- _Directions for this task_:
Return each line of the entries below that contains the word "arched" and copy it unchanged; a line counts only if the letter case matches.

- _Provided records_:
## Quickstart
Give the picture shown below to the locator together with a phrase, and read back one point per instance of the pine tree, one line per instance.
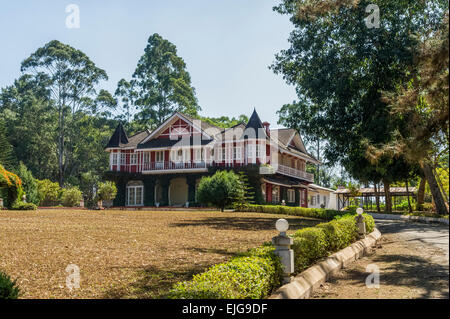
(6, 149)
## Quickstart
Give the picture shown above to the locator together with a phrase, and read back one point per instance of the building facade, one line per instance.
(163, 167)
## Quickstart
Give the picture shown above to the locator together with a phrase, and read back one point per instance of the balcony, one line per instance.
(292, 172)
(174, 167)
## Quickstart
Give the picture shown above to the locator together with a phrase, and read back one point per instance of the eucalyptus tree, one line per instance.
(159, 86)
(340, 67)
(72, 78)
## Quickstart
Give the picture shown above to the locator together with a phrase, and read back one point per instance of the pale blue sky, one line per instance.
(227, 45)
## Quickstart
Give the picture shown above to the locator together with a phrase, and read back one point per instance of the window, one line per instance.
(133, 159)
(276, 194)
(199, 154)
(250, 151)
(258, 151)
(291, 195)
(146, 157)
(159, 156)
(224, 153)
(114, 159)
(135, 191)
(237, 153)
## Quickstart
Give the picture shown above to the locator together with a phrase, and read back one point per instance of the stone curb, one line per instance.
(410, 218)
(304, 284)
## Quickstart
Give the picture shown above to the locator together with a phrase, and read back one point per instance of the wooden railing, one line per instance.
(289, 171)
(160, 166)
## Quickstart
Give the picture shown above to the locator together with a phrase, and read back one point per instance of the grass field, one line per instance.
(124, 254)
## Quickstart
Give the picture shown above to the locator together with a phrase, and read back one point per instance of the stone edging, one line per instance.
(410, 218)
(303, 285)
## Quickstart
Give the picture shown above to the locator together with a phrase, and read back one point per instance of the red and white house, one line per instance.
(163, 167)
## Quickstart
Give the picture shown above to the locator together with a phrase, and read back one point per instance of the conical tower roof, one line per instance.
(119, 137)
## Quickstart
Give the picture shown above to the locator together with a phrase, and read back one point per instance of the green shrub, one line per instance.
(310, 244)
(48, 192)
(250, 276)
(221, 190)
(71, 197)
(19, 205)
(319, 213)
(29, 184)
(106, 191)
(8, 287)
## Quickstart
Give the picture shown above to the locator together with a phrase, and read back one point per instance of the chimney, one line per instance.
(267, 127)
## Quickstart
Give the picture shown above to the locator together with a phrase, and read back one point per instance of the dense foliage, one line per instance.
(8, 287)
(221, 190)
(255, 274)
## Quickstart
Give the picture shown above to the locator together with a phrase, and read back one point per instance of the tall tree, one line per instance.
(420, 106)
(159, 86)
(340, 68)
(6, 150)
(72, 77)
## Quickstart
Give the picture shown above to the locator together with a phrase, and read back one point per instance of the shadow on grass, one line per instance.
(153, 283)
(411, 272)
(246, 223)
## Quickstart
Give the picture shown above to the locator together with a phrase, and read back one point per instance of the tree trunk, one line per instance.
(377, 196)
(421, 194)
(434, 188)
(407, 195)
(388, 199)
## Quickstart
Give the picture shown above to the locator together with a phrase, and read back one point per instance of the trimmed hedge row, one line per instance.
(320, 213)
(255, 274)
(314, 243)
(251, 275)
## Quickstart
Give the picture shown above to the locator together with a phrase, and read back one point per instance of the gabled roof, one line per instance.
(119, 137)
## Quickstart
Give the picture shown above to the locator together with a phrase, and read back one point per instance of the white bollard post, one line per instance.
(282, 244)
(360, 224)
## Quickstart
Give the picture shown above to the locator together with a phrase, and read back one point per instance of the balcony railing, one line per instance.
(161, 166)
(289, 171)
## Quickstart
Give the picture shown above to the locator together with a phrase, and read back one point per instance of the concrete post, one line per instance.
(282, 244)
(360, 224)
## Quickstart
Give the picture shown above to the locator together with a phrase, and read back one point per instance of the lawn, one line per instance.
(124, 254)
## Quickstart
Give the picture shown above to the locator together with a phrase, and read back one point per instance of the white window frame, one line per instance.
(291, 195)
(159, 156)
(128, 193)
(133, 159)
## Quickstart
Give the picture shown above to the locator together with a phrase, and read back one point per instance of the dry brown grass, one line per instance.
(123, 254)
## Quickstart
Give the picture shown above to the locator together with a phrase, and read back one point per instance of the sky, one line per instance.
(227, 45)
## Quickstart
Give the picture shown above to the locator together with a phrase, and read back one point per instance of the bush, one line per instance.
(221, 189)
(319, 213)
(310, 244)
(106, 191)
(252, 275)
(71, 197)
(256, 273)
(19, 205)
(29, 184)
(8, 287)
(48, 192)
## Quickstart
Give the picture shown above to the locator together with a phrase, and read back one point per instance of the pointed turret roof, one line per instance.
(119, 137)
(255, 126)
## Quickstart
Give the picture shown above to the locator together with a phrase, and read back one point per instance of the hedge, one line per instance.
(251, 275)
(255, 274)
(319, 213)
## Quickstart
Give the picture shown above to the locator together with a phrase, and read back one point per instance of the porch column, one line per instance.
(191, 181)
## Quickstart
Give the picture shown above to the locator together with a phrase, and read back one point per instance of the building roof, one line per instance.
(119, 137)
(254, 128)
(396, 191)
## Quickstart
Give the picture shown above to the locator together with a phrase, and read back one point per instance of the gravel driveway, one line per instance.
(413, 260)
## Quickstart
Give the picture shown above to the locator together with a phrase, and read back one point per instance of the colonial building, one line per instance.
(163, 167)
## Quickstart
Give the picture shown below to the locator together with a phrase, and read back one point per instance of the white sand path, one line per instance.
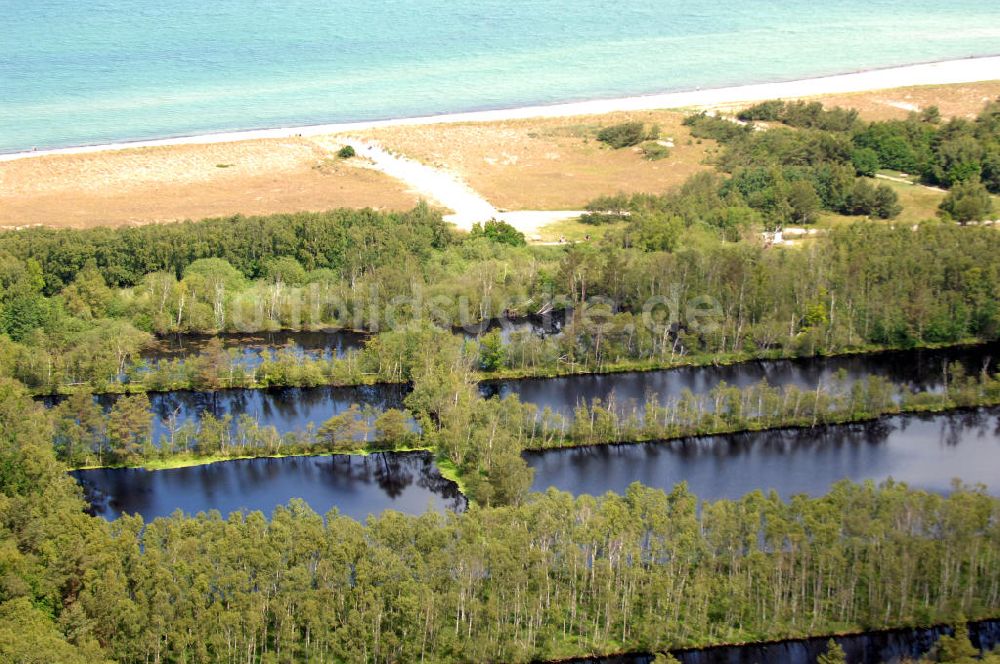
(447, 189)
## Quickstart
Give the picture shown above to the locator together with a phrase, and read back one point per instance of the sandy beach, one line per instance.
(531, 166)
(934, 73)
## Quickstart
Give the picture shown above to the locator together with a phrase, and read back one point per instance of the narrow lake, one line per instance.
(917, 370)
(882, 647)
(292, 409)
(254, 348)
(925, 451)
(358, 486)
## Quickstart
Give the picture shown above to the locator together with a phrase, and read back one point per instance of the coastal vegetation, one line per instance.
(684, 281)
(684, 276)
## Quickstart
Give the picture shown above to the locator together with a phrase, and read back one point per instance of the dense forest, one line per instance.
(865, 286)
(553, 576)
(685, 276)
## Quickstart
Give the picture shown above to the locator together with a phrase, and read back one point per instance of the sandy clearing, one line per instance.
(442, 187)
(150, 185)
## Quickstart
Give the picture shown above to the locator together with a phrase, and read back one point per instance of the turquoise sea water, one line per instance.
(77, 72)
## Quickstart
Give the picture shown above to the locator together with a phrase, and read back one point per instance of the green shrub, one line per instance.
(498, 231)
(627, 134)
(654, 151)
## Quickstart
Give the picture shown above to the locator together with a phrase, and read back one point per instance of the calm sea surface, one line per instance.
(78, 72)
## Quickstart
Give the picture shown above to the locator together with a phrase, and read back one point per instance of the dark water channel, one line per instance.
(887, 646)
(925, 451)
(356, 485)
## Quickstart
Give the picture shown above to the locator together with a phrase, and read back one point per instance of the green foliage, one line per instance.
(627, 134)
(492, 354)
(968, 201)
(498, 231)
(654, 151)
(956, 649)
(284, 270)
(865, 162)
(809, 115)
(834, 654)
(348, 241)
(704, 125)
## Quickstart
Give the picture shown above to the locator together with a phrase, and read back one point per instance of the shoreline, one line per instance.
(964, 70)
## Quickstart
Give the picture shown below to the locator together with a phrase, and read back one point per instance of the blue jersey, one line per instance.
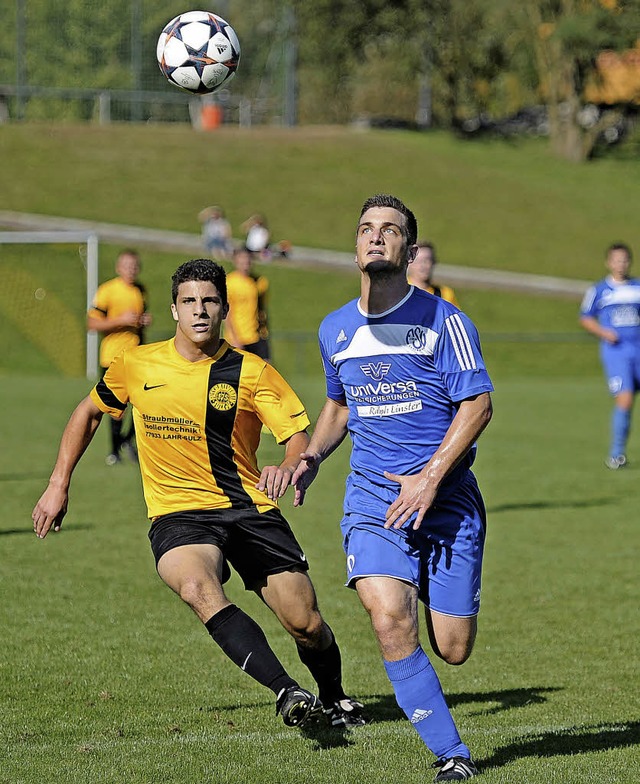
(615, 306)
(401, 373)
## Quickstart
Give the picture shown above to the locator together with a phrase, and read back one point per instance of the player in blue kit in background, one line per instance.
(611, 311)
(406, 379)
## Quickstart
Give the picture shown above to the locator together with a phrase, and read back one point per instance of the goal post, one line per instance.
(37, 311)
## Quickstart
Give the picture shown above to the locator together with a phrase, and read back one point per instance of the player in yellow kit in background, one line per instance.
(246, 325)
(119, 313)
(198, 407)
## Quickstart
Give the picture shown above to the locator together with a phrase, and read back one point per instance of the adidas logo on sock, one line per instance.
(420, 715)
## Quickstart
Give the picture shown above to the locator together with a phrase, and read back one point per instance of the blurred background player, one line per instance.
(258, 236)
(198, 405)
(216, 233)
(246, 326)
(119, 313)
(420, 271)
(611, 311)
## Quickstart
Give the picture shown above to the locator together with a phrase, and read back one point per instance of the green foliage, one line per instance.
(485, 204)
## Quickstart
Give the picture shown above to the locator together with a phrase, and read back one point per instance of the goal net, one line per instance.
(49, 279)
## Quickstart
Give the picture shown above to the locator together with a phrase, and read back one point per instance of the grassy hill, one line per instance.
(108, 678)
(508, 205)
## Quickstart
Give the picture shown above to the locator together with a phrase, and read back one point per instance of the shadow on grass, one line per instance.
(568, 504)
(569, 741)
(20, 477)
(381, 708)
(506, 699)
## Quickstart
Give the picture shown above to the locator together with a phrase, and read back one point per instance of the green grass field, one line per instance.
(505, 205)
(104, 674)
(107, 676)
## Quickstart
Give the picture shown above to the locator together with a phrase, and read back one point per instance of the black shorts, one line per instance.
(255, 543)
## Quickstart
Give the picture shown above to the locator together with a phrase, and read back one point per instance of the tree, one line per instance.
(567, 36)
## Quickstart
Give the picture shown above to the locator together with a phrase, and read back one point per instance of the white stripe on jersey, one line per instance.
(588, 299)
(460, 342)
(375, 340)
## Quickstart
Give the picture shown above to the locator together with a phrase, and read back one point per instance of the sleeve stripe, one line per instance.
(107, 397)
(461, 343)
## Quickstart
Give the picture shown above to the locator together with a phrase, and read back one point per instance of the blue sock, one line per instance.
(620, 424)
(419, 694)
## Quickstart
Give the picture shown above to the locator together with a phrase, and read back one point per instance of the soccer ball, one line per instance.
(198, 51)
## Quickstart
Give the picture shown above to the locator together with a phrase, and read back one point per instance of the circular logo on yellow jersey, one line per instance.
(222, 397)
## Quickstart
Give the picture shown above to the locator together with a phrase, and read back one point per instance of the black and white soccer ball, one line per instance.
(198, 51)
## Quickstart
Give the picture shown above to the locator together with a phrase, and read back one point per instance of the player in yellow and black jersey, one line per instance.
(199, 406)
(420, 273)
(246, 326)
(119, 313)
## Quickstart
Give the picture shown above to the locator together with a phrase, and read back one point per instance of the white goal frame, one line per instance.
(68, 238)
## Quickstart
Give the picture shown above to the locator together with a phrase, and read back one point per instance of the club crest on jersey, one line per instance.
(223, 397)
(417, 338)
(376, 370)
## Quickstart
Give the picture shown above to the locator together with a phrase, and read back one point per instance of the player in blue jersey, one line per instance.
(611, 311)
(406, 380)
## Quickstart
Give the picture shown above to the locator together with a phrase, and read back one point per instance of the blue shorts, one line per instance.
(443, 558)
(621, 363)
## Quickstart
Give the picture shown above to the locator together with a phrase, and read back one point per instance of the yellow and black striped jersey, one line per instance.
(445, 292)
(198, 424)
(246, 322)
(112, 299)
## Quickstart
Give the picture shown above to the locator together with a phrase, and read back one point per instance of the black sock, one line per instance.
(326, 668)
(245, 644)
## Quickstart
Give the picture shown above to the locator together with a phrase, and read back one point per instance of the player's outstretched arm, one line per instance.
(52, 505)
(329, 433)
(418, 492)
(274, 480)
(593, 326)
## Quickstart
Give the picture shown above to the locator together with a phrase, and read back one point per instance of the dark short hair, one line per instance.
(385, 200)
(429, 246)
(200, 269)
(619, 246)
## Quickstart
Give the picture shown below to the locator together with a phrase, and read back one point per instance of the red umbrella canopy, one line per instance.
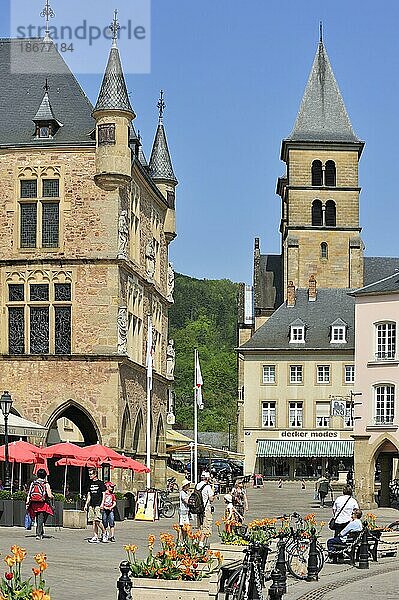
(16, 453)
(63, 450)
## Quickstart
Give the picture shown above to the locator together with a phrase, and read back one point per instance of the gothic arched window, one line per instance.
(317, 213)
(331, 213)
(317, 173)
(330, 175)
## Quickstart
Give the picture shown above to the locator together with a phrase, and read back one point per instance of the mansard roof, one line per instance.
(21, 92)
(322, 115)
(113, 93)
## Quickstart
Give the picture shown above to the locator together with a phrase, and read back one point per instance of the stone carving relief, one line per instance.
(150, 259)
(170, 359)
(122, 330)
(123, 234)
(170, 283)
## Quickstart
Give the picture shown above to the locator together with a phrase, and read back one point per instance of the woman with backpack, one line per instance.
(37, 504)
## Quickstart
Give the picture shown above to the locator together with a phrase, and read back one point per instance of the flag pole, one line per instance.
(195, 419)
(149, 386)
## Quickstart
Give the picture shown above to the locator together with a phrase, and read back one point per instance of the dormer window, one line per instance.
(297, 332)
(338, 332)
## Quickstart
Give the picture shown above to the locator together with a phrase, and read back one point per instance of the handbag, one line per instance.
(28, 522)
(331, 523)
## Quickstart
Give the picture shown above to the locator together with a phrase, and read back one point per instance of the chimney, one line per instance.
(290, 294)
(312, 289)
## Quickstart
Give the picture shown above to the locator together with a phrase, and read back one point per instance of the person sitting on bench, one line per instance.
(338, 542)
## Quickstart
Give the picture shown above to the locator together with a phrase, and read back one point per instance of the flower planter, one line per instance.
(6, 513)
(74, 519)
(229, 551)
(19, 512)
(153, 589)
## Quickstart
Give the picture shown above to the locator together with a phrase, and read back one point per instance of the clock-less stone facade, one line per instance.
(85, 225)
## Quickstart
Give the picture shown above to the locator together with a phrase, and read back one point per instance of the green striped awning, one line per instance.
(305, 448)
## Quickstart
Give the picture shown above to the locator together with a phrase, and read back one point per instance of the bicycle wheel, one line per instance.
(168, 509)
(298, 556)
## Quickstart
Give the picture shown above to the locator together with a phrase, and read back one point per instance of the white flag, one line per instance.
(198, 383)
(150, 352)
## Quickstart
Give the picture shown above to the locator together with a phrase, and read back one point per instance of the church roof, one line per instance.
(160, 161)
(322, 115)
(113, 93)
(22, 75)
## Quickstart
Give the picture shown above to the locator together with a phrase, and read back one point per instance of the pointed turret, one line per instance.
(161, 171)
(113, 114)
(46, 123)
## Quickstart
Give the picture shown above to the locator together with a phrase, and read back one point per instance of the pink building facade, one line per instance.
(376, 408)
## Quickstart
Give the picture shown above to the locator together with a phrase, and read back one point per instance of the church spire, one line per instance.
(322, 115)
(113, 93)
(160, 162)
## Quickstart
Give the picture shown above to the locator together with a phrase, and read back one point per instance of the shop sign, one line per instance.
(316, 434)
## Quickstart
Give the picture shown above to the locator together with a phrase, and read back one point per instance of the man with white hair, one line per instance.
(205, 519)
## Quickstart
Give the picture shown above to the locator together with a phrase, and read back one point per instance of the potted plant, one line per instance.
(6, 508)
(12, 584)
(19, 508)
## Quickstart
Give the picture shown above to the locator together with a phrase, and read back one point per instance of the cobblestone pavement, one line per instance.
(82, 571)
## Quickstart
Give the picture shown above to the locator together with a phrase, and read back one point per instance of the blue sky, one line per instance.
(234, 73)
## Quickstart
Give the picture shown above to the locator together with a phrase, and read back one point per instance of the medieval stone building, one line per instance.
(85, 226)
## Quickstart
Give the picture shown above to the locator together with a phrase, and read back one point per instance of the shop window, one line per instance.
(269, 374)
(268, 414)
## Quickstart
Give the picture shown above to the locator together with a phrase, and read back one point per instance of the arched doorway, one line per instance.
(70, 422)
(386, 463)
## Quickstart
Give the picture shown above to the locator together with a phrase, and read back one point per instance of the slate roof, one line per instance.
(383, 286)
(379, 267)
(113, 93)
(160, 161)
(21, 94)
(322, 114)
(330, 305)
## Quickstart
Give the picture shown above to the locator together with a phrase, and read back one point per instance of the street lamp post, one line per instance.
(5, 405)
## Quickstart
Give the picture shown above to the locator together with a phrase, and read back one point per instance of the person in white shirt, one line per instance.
(343, 508)
(205, 520)
(333, 544)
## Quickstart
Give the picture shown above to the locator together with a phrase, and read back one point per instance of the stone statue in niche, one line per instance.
(122, 330)
(123, 234)
(170, 359)
(150, 259)
(170, 283)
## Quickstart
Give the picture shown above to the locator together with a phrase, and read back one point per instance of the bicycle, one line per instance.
(165, 507)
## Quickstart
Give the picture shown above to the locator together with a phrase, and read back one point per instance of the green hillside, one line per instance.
(204, 317)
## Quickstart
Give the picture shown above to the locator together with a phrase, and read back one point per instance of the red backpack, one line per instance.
(37, 492)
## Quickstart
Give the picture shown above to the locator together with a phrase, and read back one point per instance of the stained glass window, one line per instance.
(62, 292)
(28, 225)
(39, 329)
(62, 329)
(29, 188)
(16, 330)
(51, 188)
(16, 292)
(50, 224)
(39, 292)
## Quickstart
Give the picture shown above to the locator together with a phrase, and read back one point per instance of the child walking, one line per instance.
(108, 517)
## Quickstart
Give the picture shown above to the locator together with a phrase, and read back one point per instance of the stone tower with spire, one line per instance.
(320, 191)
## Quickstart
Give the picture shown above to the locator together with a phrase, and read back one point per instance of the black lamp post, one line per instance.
(5, 405)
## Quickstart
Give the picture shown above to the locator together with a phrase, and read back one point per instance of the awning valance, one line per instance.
(22, 427)
(308, 448)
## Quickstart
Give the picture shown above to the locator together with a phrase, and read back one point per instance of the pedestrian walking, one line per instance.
(342, 510)
(37, 502)
(205, 518)
(240, 500)
(108, 516)
(184, 513)
(94, 504)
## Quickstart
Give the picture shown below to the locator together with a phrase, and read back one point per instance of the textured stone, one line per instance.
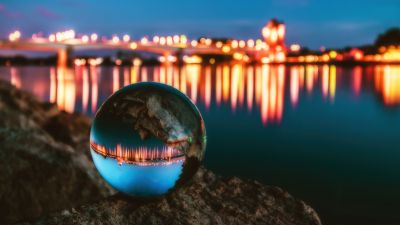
(46, 172)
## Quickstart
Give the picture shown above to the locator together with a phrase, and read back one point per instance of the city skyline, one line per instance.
(309, 23)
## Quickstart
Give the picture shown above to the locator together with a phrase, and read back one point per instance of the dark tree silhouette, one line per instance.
(390, 37)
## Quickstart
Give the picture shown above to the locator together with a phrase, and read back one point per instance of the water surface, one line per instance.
(329, 135)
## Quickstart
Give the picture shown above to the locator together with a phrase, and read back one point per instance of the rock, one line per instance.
(41, 161)
(208, 199)
(46, 172)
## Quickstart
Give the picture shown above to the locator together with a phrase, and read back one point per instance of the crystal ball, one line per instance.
(147, 139)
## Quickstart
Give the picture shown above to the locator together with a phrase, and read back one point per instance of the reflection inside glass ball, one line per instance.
(147, 139)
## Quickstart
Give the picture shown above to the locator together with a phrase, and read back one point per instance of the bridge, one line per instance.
(64, 43)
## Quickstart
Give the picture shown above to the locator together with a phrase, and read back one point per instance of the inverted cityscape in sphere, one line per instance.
(147, 139)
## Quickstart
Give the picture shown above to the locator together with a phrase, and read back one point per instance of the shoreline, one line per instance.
(51, 148)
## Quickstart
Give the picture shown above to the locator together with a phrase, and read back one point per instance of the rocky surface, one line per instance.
(47, 177)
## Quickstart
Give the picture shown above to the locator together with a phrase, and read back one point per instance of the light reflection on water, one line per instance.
(328, 134)
(256, 88)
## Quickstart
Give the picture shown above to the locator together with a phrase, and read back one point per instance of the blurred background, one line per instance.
(304, 95)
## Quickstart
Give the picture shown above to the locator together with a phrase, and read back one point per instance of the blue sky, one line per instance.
(312, 23)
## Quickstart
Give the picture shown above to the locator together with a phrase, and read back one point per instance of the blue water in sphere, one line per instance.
(147, 139)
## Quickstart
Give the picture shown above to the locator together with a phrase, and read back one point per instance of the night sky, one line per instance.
(312, 23)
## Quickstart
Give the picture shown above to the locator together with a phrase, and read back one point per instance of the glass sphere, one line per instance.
(147, 139)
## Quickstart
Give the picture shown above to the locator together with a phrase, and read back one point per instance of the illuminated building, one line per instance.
(274, 36)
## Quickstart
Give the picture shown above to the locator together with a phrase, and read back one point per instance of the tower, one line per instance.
(274, 36)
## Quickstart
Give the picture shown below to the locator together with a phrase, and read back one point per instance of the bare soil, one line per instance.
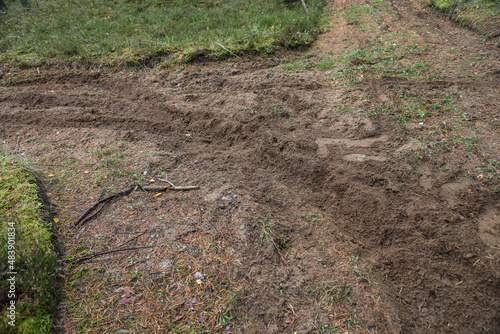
(314, 215)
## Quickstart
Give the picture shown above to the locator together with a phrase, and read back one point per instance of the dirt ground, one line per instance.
(317, 210)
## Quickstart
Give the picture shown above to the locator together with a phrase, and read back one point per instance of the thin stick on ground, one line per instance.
(86, 213)
(90, 256)
(179, 188)
(130, 240)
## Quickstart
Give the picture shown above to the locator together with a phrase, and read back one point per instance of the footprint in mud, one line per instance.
(489, 227)
(362, 157)
(323, 143)
(450, 191)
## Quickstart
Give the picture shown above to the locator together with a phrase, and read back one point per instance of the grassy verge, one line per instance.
(21, 226)
(132, 31)
(483, 15)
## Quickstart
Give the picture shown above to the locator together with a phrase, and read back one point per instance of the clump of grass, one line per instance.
(479, 14)
(131, 31)
(35, 260)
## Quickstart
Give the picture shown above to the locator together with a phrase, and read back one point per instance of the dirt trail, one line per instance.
(340, 185)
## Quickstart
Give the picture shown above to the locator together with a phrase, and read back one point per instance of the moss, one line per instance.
(35, 259)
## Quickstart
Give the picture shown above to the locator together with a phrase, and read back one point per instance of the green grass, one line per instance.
(35, 260)
(131, 31)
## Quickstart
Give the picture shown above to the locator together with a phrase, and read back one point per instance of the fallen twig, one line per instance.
(305, 6)
(130, 240)
(86, 213)
(86, 219)
(90, 256)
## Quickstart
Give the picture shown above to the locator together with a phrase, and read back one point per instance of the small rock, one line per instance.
(469, 256)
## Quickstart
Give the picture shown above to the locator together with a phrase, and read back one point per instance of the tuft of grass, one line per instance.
(35, 262)
(129, 32)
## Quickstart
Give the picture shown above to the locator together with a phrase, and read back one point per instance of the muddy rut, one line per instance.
(431, 242)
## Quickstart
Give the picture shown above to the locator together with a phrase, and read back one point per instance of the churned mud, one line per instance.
(330, 214)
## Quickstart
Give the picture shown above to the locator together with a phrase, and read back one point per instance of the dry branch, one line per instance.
(178, 188)
(90, 256)
(86, 213)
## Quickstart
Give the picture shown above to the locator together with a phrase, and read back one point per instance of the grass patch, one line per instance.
(35, 260)
(133, 31)
(482, 15)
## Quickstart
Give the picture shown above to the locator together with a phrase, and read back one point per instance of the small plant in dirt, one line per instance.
(281, 110)
(266, 225)
(363, 278)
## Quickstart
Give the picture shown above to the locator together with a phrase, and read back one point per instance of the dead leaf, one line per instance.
(126, 300)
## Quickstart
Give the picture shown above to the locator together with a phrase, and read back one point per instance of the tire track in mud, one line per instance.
(419, 245)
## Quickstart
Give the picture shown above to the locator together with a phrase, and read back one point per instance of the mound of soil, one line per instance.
(331, 221)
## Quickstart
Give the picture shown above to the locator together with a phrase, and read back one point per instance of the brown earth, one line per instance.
(309, 188)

- _Problem solution_:
Give the picture shown above to the locator together with a phrase, and read back one point per instance of the gothic arched window, one line per instance.
Give the picture shown above to the locator together with a phrase, and read back one point per instance of the arched doorway, one line per instance.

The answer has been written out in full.